• [TEXTE]:
⁂

On peut aussi parler de fiction à cause de la récurrence, dans HS, de motifs visuels (ceci n’est pas vraiment le cas dans HS II), des figures qui créent une stylisation liée à une thématique. Ainsi, des gros plans de mains ponctuent le film. Ils soulignent la fermeté de l’administration et l’ordre mené d’une main de fer par le Dean of Discipline qui porte la bague de son université avec l’année de son diplôme : « University of Pennsylvania, 1940 ». Prestige de l’institution ? Fierté ? Légitimité ? Le motif de la main et de la bague contribue aussi à lier de manière plastique l’administration, les élèves, et les parents qui viennent voir l’administration. Un gros plan sur la main d’une jeune fille qui tient un fusil en bois lors d’un spectacle sur scène, suggérant la force, l’action [1:09:55], fait écho à la devise de l’école, sur le pupitre de l’avant-scène du théâtre : « Whatever thy hand findeth to do, do it with thy might », une citation biblique de l’Ecclésiaste [28:04]. En d’autres termes, « tout ce que ta main trouve à faire avec ta force, fais-le, car il n’y a ni œuvre, ni pensée, ni science, ni sagesse, dans le séjour des morts, où tu vas. » Et pour le dire autrement encore, agis aujourd’hui. Avec l’utilisation structurée de ces figures esthétiques, on est bien dans HS en présence d’un cinéma de montage.

Spectacles et improvisation

La mise en ordre de la réalité par Wiseman se manifeste aussi, notamment dans HS, par une autre forme de résistance de la fiction : ce que l’on pourrait appeler une mise en scène de mises en scène, en quelque sorte une mise en scène au carré. Il s’agit ici de la présence de spectacles qui sont tout sauf improvisés. On connaît la passion du cinéaste pour les arts du spectacle, une passion qui a donné naissance à plusieurs œuvres sur la danse et le théâtre, et on la trouve déjà à petite échelle dans HS (dans une moindre mesure dans HS II). Certains critiques ont fait une étude de la place de choix donnée au théâtrexxxi dans HS, ainsi que l’importance des costumesxxxii, les élèves semblant constamment déguisés et jouer des rôles. On pourrait même aller jusqu’à dire que dans le film le personnel et les élèves sont sans cesse en représentation. Il n’y a, par exemple, pas de scène dans HS où les élèves sont montrés seuls, libérés du regard des enseignants et des administratifs, à la différence de HS II où, lors d’une longue discussion, on apprend à connaître quatre élèvesqui parlent de la violence, de la criminalité, des armes à feu, et où un adolescent de dix-huit ans qui vient d’être père partage ses joies et ses difficultés pour concilier vie familiale et poursuite des études (sc. 24 [1:01:20]).

⁂

• [Lignes du jeu de données de segmentation]:

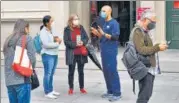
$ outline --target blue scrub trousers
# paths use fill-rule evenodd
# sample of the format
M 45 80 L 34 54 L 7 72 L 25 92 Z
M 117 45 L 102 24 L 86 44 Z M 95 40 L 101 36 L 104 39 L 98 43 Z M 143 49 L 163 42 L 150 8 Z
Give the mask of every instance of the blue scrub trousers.
M 115 46 L 101 45 L 103 74 L 107 86 L 107 93 L 114 96 L 121 95 L 120 79 L 117 71 L 117 53 Z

⁂

• [VOTRE TRAVAIL]:
1. Dans le texte sur le cinéma de Wiseman, quelles sont les choses qui, d'après la citation de l'Ecclésiaste, n'existent pas dans le séjour des morts ?
2. Prolongez le texte sur le cinéma de Wiseman à partir de sa dernière phrase.

• [RÉPONSES PAR CONSIGNE]:
1.
- œuvre
- pensée
- science
- sagesse

2.
Pourtant, structure et improvisation cohabitent en toute harmonie dans HS et dans l’ensemble des films du cinéaste. Un bel exemple de ces moments improvisés, de ces hasards qui sont au cœur des films de Wiseman, est la scène déjà mentionnée de la jeune fille au landau dans HS IIxxxiii. Un autre est le cours de HS (sc. 34) où tous les résistants au conformisme de la NEHS semblent rassemblés et l’on sent l’air du temps — celui des hippies — transparaître dans le long collier porté par un jeune homme et par l’attitude nonchalante d’un autre qui flirte avec sa petite amie. Pour une fois, quelques élèves s’expriment spontanément au cours d’une discussion sur l’école. Deux élèves qui se démarquent des autres par leur tenue vestimentaire prennent la parole : d’abord, un élève contestataire aux lunettes noires (celui qui est avec son amie) critique le lycée et dit « North East est un tel cloître. C’est un lieu isolé » [54:00]. La professeure lui demande s’il ne voit pas d’avantages. Il répond que l’école est « bien ventilée » (on entend des rires), qu’il y a quelques personnes agréables mais que « le reste de l’école pue. » Il répète ensuite ses propos. Puis un autre élève prend la parole ; c’est le seul élève noir que l’on verra à l’écran. Il est très bien habillé dans une veste à carreaux avec une pochette. Il dit que « sur le plan de la science et de la technologie, North East est en avance […] mais moralement et socialement, cette école est une poubelle » (rires). La professeure met fin à la discussion et c’est aussi la fin de la scène. Le hasardxxxiv a-t-il fait trouver à Wiseman des porte-paroles de ses réticences envers l’école ?

Pour cerner la mise en ordre de la réalité dans les deux films, et chez Wiseman en général, on pourrait finalement dire que « l’ordre fictionnelxxxv » créé par le montage, même s’il donne un point de vue, car la sélection effectuée est bien sûr subjective, essaye le plus possible de rendre compte du réel ; que ce réel incorpore dans HS, et de plus en plus au fil de la carrière du cinéaste, des dialogues qui ne sont jamais mis en scène ni répétés ; que les micro-fictions, les « mensonges » de Wiseman se font au nom de la vérité.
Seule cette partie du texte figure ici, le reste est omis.